Stated exercise |
Copy these lines exactly, from the line containing "Query: rock surface" up to and including the line containing "M 120 64 L 125".

####################

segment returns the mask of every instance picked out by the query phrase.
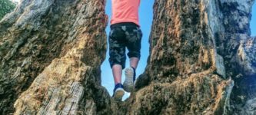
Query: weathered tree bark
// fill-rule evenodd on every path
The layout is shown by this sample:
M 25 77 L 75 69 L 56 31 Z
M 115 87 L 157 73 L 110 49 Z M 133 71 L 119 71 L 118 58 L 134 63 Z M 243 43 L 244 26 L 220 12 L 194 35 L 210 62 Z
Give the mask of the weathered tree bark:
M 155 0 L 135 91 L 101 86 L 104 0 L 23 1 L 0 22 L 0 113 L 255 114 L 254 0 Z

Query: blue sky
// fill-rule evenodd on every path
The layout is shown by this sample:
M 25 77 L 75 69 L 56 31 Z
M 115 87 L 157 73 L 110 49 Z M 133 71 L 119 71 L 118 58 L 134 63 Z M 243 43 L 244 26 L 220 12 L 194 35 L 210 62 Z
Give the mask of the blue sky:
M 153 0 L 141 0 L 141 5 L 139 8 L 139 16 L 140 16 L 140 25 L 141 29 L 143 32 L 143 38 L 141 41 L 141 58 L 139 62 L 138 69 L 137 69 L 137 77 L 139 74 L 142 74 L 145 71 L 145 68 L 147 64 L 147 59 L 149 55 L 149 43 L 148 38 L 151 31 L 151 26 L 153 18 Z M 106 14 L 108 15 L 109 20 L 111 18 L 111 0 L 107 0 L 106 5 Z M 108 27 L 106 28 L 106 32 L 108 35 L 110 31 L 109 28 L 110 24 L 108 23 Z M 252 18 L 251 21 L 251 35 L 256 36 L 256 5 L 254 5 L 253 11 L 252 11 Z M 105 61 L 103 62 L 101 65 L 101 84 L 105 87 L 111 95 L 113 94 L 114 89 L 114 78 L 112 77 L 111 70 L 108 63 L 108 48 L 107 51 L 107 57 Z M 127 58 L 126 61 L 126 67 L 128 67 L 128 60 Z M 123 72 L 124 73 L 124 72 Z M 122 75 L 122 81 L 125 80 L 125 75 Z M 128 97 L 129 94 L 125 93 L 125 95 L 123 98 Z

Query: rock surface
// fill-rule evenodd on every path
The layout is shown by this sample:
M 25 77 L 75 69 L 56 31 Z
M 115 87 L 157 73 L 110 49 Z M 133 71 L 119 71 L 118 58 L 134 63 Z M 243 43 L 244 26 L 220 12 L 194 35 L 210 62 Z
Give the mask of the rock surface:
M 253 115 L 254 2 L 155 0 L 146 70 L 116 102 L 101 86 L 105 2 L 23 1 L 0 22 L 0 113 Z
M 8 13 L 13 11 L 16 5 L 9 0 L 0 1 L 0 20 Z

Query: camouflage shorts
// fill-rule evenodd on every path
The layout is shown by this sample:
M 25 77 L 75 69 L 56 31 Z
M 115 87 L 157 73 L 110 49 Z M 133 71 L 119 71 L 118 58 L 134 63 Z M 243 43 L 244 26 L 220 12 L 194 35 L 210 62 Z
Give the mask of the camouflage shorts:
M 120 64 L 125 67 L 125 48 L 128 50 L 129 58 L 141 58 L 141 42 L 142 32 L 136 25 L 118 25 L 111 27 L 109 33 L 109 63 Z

####################

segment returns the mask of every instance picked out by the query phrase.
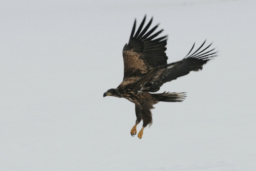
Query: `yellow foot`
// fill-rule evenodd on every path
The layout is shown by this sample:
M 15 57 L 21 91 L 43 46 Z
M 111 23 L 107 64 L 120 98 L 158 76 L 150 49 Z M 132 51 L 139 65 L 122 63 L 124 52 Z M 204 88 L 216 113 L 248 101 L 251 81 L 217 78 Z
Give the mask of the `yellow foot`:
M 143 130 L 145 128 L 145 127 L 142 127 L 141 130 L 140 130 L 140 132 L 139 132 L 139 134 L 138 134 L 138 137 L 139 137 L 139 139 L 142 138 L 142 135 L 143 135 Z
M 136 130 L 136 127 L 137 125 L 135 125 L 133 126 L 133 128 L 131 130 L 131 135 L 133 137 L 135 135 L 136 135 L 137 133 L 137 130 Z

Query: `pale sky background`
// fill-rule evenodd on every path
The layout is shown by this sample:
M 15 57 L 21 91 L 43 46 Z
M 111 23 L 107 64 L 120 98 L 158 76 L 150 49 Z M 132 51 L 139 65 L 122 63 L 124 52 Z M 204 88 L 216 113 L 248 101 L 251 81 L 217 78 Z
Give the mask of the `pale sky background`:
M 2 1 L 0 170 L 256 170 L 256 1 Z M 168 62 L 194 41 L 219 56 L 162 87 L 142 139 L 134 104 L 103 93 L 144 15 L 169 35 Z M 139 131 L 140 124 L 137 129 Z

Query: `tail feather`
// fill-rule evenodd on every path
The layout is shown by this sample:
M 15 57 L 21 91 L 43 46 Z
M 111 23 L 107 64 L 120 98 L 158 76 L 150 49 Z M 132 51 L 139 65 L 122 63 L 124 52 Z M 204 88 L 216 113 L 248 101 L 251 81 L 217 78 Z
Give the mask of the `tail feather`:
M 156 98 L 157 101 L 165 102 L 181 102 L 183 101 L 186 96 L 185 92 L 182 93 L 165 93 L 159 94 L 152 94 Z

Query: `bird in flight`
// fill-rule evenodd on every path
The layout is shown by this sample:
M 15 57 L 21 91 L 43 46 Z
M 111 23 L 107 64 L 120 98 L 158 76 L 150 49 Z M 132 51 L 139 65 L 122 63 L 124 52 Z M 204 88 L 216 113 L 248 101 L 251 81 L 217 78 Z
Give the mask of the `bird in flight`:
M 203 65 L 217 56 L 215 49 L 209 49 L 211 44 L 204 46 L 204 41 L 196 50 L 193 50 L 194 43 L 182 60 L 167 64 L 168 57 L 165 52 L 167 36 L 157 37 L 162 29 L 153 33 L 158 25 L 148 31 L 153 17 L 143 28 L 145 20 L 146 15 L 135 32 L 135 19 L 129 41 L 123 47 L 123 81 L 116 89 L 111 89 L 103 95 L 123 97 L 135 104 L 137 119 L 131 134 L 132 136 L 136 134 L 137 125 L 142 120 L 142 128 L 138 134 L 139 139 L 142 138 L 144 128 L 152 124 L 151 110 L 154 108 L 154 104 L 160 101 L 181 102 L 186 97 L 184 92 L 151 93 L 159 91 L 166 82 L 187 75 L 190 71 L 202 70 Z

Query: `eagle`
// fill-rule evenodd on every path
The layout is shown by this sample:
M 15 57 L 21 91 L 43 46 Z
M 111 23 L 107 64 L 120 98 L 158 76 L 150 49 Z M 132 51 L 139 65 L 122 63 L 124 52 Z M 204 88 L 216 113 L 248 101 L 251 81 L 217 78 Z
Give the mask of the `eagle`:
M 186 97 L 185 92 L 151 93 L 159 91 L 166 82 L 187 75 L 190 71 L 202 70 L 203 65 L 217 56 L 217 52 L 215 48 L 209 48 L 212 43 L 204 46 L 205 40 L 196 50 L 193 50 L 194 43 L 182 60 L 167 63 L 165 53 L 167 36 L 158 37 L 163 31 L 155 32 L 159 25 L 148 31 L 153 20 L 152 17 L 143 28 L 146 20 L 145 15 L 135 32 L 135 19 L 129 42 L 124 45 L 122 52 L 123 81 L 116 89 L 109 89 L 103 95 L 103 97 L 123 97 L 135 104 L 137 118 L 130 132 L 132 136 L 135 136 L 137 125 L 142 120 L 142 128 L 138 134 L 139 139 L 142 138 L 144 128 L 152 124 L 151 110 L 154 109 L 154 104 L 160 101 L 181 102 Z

####################

Response to the exercise |
Query: rock surface
// fill-rule evenodd on every path
The layout is shown by this sample:
M 25 77 L 75 69 L 56 31 Z
M 115 87 L 157 73 L 110 49 Z M 133 71 L 119 71 L 118 58 L 134 63 Z M 243 43 L 244 26 L 220 12 L 194 35 L 210 62 Z
Give the mask of the rock surface:
M 253 115 L 254 2 L 155 0 L 146 70 L 116 102 L 101 86 L 105 2 L 23 1 L 0 22 L 0 113 Z
M 8 13 L 13 11 L 16 5 L 9 0 L 0 1 L 0 20 Z

Query: camouflage shorts
// fill-rule evenodd on every path
The layout is shown by this sample:
M 25 77 L 75 69 L 56 31 Z
M 115 87 L 157 73 L 110 49 Z M 133 71 L 119 71 L 118 58 L 134 63 Z M 243 43 L 244 26 L 220 12 L 194 35 L 210 62 Z
Give the mask of the camouflage shorts:
M 120 64 L 125 67 L 125 48 L 128 50 L 129 58 L 141 58 L 141 42 L 142 32 L 136 25 L 118 25 L 111 27 L 109 33 L 109 63 Z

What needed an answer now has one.